[SELECTION]
⟨

The physics engine can use triangular face tessellations to simulate irregular particle shapes, and therefore it has been introduced by geotechnical researchers as a DEM simulation platform. Izadi and Bezujian [46] used a Bullet physics engine to simulate pluviation and vibration on three-dimensional (3D) randomly-shaped realistic particles. Pytlos et al. [47] used a Box2D physics engine to simulate biaxial compression tests of two-dimensional (2D) realistic particles. Very recently, He and Zheng [48] used a PhysX engine to simulate one-dimensional consolidation tests on 3D realistic particles.

There are many physics engines as reviewed by Ivaldi et al. [49]. This paper selects an open-source physics engine called Project Chrono as a simulation platform for two reasons: Project Chrono can directly use triangular face tessellations to represent irregular soil particles; Project Chrono integrates a soft contact model to simulate the mechanical behavior of granular soils.

Most physics engines use a hard contact model or impose-based dynamics contact model proposed by Mirtich and Canny [50]. However, the DEM codes use a soft contact model originally proposed by Cundall [51,52,53,54,55], such as Itasca PFC 2D/3D, LIGGGHTS, and YADE to simulate inter-particle contacts. The comparisons between the formations of hard and soft contact models can refer to He and Zheng [48].

However, Project Chrono cannot be directly used to simulate realistic granular soils because it cannot generate realistic particles; it does not contain servo-control algorithms to establish the boundary conditions for simulations of laboratory tests such as direct shear, and it does not output geotechnical parameters, such as stress, strain, and force chains. This study will customize and extend Project Chrono to include pre-processing, servo-control algorithms, and post-processing functions to address these limitations.

This paper develops a miniature direct shear test to evaluate the simulation accuracy of customized Project Chrono. The miniature direct shear test can generate a small soil specimen (30 mm × 30 mm × 16 mm) that can be scanned by X-ray Computed Tomography (X-ray CT). The X-ray CT scanned realistic particles are imported into Project Chrono to reconstruct realistic soil specimens. The Project Chrono is used to simulate the miniature direct shear tests. The simulation results are rigorously compared with experimental results to evaluate the accuracy of Project Chrono.

2 Process flow of Project Chrono

Project Chrono runs simulations with a time-stepping procedure as shown in Fig. 2. This section introduces the computational procedure in detail.

Fig. 2
figure 2

Process flow of Project Chrono

2.1 Contact detection by sweep and prune algorithm

The contact detection in Project Chrono includes two phases: broad phase and narrow phase. In the broad phase, Project Chrono uses a sweep and prune algorithm to search pairs of particles that are potentially contacting, and to exclude pairs that are certainly not colliding, from all the particles in the simulations.

⟩

[PROVIDED DATA]
⟨

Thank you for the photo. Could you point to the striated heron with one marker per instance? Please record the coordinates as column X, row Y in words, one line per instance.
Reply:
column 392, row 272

⟩
⟨

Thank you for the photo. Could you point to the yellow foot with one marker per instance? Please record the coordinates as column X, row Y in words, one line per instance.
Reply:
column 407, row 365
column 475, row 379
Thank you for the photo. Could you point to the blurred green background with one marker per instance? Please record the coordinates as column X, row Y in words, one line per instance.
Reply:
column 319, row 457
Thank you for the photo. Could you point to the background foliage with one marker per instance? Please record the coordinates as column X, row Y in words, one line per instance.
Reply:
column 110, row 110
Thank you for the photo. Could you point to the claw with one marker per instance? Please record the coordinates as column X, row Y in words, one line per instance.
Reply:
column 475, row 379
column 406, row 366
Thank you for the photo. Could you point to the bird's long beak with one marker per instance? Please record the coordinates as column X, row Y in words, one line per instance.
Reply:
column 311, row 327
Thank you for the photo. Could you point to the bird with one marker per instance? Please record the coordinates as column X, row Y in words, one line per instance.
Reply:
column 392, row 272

⟩
⟨

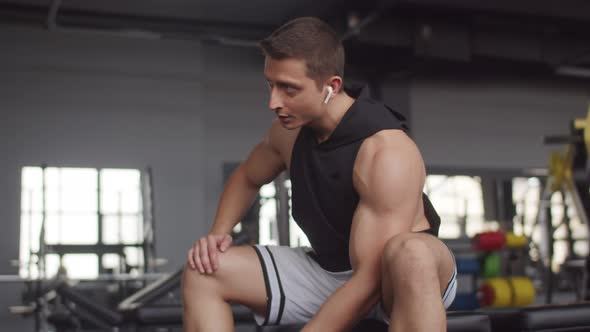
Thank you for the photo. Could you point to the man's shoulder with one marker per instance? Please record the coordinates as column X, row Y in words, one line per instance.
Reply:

⟩

[TASK DETAILS]
Write the next part of the passage about simulating granular soils with Project Chrono, starting after its last sentence. The three blocks of lines have nothing to do with this.

[EXERCISE RESULT]
Three particles in Fig. 3a are used to illustrate the basic idea of sweep and prune algorithm. In Fig. 3a, the AABB (axis-aligned bounding box) is created for each particle. The corner coordinates for all the AABBs are sorted in ascending order in X and Y directions in Fig. 3b. Then, the Project Chrono sweeps through each list to search the overlaps of corner coordinates. For example, in the X axis, the X coordinates of boxes 2 and 3 overlap. In the Y axis, the Y coordinates of boxes 1 and 2, 1 and 3, and 2 and 3 overlap. Therefore, potential contacts can only exist if the bounding boxes overlap in both axes. Boxes 2 and 3 overlap in both X and Y directions. The particles 2 and 3 are potentially contacting.

Fig. 3
figure 3

Illustration of the sweep and prune algorithm

In 3D simulations, the AABBs are sorted in X, Y, and Z axes. Then the potential contacting particles are identified by sweeping. The sweep and prune algorithm can quickly eliminate the vast majority of non-contacting particles and significantly increase simulation speed.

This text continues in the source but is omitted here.